┌─ Supplied information

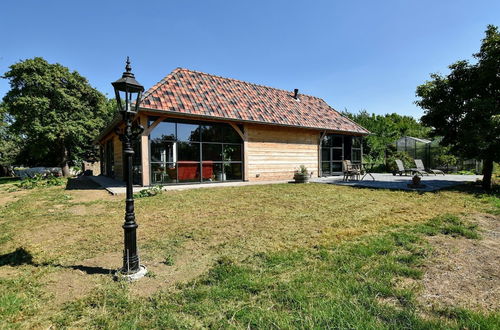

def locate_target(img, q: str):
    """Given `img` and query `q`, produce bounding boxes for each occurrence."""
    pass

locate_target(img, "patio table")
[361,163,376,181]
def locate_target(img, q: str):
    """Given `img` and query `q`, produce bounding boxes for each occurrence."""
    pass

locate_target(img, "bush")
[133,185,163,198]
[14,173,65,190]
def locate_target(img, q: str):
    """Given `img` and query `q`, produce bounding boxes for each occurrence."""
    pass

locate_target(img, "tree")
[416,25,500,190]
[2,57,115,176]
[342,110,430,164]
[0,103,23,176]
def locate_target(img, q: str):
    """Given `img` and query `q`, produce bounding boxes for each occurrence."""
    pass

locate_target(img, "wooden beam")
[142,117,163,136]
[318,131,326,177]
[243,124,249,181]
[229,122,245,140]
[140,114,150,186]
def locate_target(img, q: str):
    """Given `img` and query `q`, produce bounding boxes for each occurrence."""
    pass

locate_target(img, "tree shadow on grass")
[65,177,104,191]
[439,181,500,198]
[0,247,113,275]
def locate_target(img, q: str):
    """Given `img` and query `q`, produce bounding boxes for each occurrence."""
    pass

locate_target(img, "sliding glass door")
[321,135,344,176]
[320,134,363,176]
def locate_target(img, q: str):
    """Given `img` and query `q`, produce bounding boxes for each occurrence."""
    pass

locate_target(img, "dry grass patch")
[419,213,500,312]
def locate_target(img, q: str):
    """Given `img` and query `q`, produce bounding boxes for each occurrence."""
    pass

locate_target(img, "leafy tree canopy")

└─

What needs to be done: Skip every picture and transcribe the data above exactly.

Output:
def locate_target(img, q: str):
    """Given `img` and query `q`, produce bounding boxes for each occurrence."""
    pass

locate_target(img, "patio table")
[361,163,376,181]
def locate_target(img, q: str):
    """Given `img` and query `q`, produce bounding boxes for each occurrence."""
    pass

locate_target(img, "bush")
[133,185,163,198]
[14,173,65,190]
def locate_target(img, q: str):
    """Given `img` and query `q`, produce bounding boxes for each occurrence."""
    pass

locate_target(img, "tree")
[416,25,500,190]
[2,57,115,176]
[342,110,430,164]
[0,103,23,176]
def locate_target(img, q: str):
    """Given `img` and query `q`, produce bounding boxes for each occurrence."""
    pass

locate_target(img, "wooden beam")
[142,117,163,136]
[318,131,326,177]
[243,124,249,181]
[229,122,245,140]
[140,114,150,186]
def locate_target(img, q: str):
    """Given `img` and query `q`, produce bounding boxes for each occurrence."""
    pass

locate_target(img, "tree shadow on grass")
[65,177,104,191]
[439,181,500,198]
[0,247,113,275]
def locate_target(img, q: str):
    """Given `img` and query `q`, produce bounding boxes for each occurrence."""
    pass

locate_target(img, "sliding glass door")
[321,135,344,176]
[320,134,363,176]
def locate_target(img, q: str):
    """Given `img` and query `q`, produce bounding boxes for each occurrence."""
    pass

locate_target(img, "dry grass patch")
[419,213,500,312]
def locate_target(img, q: str):
    """Given `img` and query `q`, produce bounding boxes for each occurrence."""
    pass

locate_target(img, "leafy tree canopy")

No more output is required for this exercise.